** Opening Material for the task block **

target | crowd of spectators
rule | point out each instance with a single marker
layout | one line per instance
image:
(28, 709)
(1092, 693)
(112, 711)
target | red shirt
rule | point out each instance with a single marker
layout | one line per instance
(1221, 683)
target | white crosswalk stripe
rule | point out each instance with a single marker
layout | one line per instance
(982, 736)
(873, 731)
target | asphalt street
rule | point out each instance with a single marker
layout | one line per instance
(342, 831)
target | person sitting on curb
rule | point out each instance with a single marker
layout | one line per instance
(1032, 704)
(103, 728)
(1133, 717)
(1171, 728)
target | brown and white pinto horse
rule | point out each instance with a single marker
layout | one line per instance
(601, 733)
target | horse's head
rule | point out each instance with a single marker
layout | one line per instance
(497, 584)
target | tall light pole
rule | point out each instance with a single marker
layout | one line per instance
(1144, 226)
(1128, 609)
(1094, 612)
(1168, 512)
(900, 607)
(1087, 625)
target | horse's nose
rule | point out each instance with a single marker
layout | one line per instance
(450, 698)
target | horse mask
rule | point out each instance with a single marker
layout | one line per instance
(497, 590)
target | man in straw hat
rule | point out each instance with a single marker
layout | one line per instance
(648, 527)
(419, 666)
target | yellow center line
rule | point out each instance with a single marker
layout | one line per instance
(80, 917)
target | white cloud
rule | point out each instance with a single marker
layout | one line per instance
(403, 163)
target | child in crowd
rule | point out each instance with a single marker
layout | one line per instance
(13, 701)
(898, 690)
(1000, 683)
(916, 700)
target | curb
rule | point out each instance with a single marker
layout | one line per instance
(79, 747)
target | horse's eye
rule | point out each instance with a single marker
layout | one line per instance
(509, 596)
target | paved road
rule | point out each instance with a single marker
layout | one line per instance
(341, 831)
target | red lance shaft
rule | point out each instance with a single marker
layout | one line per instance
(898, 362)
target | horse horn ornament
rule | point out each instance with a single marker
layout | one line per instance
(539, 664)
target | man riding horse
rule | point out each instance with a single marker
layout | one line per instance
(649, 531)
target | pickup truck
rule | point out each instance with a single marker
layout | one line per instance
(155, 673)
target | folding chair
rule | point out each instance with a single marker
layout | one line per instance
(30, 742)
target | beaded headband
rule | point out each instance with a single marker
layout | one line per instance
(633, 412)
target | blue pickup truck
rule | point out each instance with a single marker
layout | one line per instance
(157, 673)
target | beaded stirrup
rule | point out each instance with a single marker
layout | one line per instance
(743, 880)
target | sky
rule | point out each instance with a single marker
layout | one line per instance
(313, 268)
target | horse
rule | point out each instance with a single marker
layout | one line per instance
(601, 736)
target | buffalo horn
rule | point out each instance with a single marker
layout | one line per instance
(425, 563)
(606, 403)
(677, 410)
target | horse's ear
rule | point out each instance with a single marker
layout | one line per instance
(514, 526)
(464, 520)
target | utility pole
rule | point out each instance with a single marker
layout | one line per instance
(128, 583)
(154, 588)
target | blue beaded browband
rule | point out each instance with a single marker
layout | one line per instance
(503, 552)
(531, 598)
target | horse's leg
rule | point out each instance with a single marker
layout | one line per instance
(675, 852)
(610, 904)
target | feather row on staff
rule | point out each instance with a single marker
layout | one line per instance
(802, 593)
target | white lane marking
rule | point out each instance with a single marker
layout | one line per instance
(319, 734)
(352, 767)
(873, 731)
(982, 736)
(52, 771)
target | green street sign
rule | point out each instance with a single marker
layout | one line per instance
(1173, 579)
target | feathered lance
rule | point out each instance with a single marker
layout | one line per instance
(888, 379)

** Closing Material for the task block **

Copy each record from above without leaving any out.

*Written solution*
target | crowd of spectators
rule | point out each instance with a single marker
layout | one line per instance
image:
(28, 709)
(1092, 693)
(112, 711)
target | red shirt
rule | point out each instance with a single marker
layout | one line per instance
(1221, 683)
target | white crosswalk stripe
rule | point out each instance with a single marker
layout | one line per instance
(982, 736)
(873, 731)
target | asphalt street
rule | point out each instance with a single marker
layout | one line per instance
(342, 831)
target | person sitting on curb
rule | point out each instance with a single marker
layout | one line per instance
(1032, 704)
(103, 728)
(1133, 717)
(1171, 728)
target | brown and white pinto horse
rule | point out each instance with a single marker
layout | one line per instance
(601, 733)
target | horse's head
rule | point out each instance with a single marker
layout | one line per instance
(497, 584)
target | tall light pole
rule | point out each instance with a single marker
layout | one line per instance
(1144, 226)
(1128, 609)
(1094, 612)
(1168, 512)
(900, 607)
(1087, 625)
target | horse's nose
rule | point out each instance with a single marker
layout | one line per instance
(450, 698)
target | horse mask
rule | point out each instance with a single marker
layout | one line per instance
(497, 590)
target | man in straw hat
rule | point out each instance with a single marker
layout | one line per instance
(648, 527)
(419, 666)
target | yellow center line
rule | point out each instance with a single marker
layout | one line per instance
(80, 917)
target | white cloud
rule | point out each instance with a single marker
layout | one line per instance
(403, 163)
target | child in crowd
rule | point out each instance with a single marker
layout | one line per instance
(13, 701)
(898, 690)
(1000, 683)
(916, 700)
target | curb
rule | point out each instance with a single marker
layout | one line per instance
(79, 747)
target | horse's eye
rule | point out each instance with a single marker
layout | one line per instance
(509, 596)
target | paved road
rule | point out each instance with a single marker
layout | one line per instance
(341, 831)
target | red lance shaft
rule | point out each instance with a single marker
layout | one line per instance
(898, 362)
target | horse horn ornament
rule | point out each instance with a single marker
layout | one line per instance
(539, 664)
target | man riding horse
rule | point out each instance with a single marker
layout | one line per instance
(649, 531)
target | pickup truck
rule | point out each instance with a single marker
layout | one line per instance
(155, 673)
target | folding chair
rule | point out each instance with a single marker
layout | one line per instance
(30, 742)
target | beaded headband
rule | point out each instance with a single marker
layout | one line per instance
(633, 412)
target | blue pickup truck
rule | point out each instance with a single marker
layout | one line per instance
(157, 673)
target | beaded stirrup
rule | point out each instance with a single marker
layout | one line per instance
(743, 880)
target | sky
rule | point out each instance with a single marker
layout | one line per instance
(313, 268)
target | horse
rule | point out each instance with a single marker
layout | one line per instance
(601, 736)
target | buffalo horn
rule | point out each instance with a single marker
layout | one line per instance
(425, 563)
(606, 403)
(677, 410)
target | horse's ear
rule | point out each instance with a single marker
layout | one line per instance
(514, 526)
(464, 520)
target | utility pole
rule | point out each instance with a single marker
layout | one line per instance
(128, 583)
(154, 588)
target | blue beaded browband
rule | point out each instance with a single marker
layout | one line per instance
(503, 552)
(531, 598)
target | horse's leg
rule | point out each instance with a single marker
layout | one line per instance
(675, 852)
(610, 904)
target | feather row on staff
rule | point out each instance with a single marker
layout | one line per instance
(802, 593)
target | white lane marking
rule | point out each instance with a single marker
layout | one line per instance
(319, 734)
(352, 767)
(873, 731)
(982, 736)
(52, 771)
target | green street sign
rule | point out each instance with a single marker
layout | one line per instance
(1173, 579)
target | feathered lance
rule | point out each instance with a single marker
layout | one line per instance
(888, 379)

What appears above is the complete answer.